Transcribe, word for word, the full blog post on the use of Scripture in Christian Zionism that appears below.

╭─ SELECTED PASSAGE

Sunday, September 24, 2006

The use of Scripture in Christian Zionism: a critical examination. Pt. 7

The NT hermeneutical appropriation of the OT: Snapshots (b)

To continue my analysis of the early Churches uses the OT, let’s look a little closer at how the matter of the ‘Land’ and ‘Temple’ are treated in the two passages in the NT. Again, the focus is on the hermeneutical moment.

Land in Rom 4.

Paul can claim in Romans 4:13: ‘For the promise that he [Abraham] would inherit the world did not come to Abraham or to his descendants through the law but through the righteousness of faith’. Did you get that? The promise that he would inherit the world. What was the promise God made to Abram actually (cf. Gen. 12)? To give him the specific strip of land in Canaan, of course.

So what is going on? This incongruity apparently doesn’t appear to bother Paul because he reads the OT through the Christ-event. The promise has been fulfilled in Christ, promises that, in light of Christ, were meant to suggest a universal reading all along.

╰─
╭─ INFORMATION SUPPLIED

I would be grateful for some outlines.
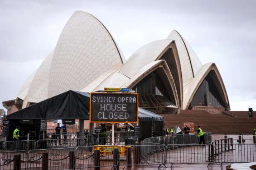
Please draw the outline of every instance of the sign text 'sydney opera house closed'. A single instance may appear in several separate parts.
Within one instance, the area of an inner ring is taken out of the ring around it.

╰─

=== COMPLETE OUTPUT ===
Sunday, September 24, 2006

The use of Scripture in Christian Zionism: a critical examination. Pt. 7

The NT hermeneutical appropriation of the OT: Snapshots (b)

To continue my analysis of the early Churches uses the OT, let’s look a little closer at how the matter of the ‘Land’ and ‘Temple’ are treated in the two passages in the NT. Again, the focus is on the hermeneutical moment.

Land in Rom 4.

Paul can claim in Romans 4:13: ‘For the promise that he [Abraham] would inherit the world did not come to Abraham or to his descendants through the law but through the righteousness of faith’. Did you get that? The promise that he would inherit the world. What was the promise God made to Abram actually (cf. Gen. 12)? To give him the specific strip of land in Canaan, of course.

So what is going on? This incongruity apparently doesn’t appear to bother Paul because he reads the OT through the Christ-event. The promise has been fulfilled in Christ, promises that, in light of Christ, were meant to suggest a universal reading all along.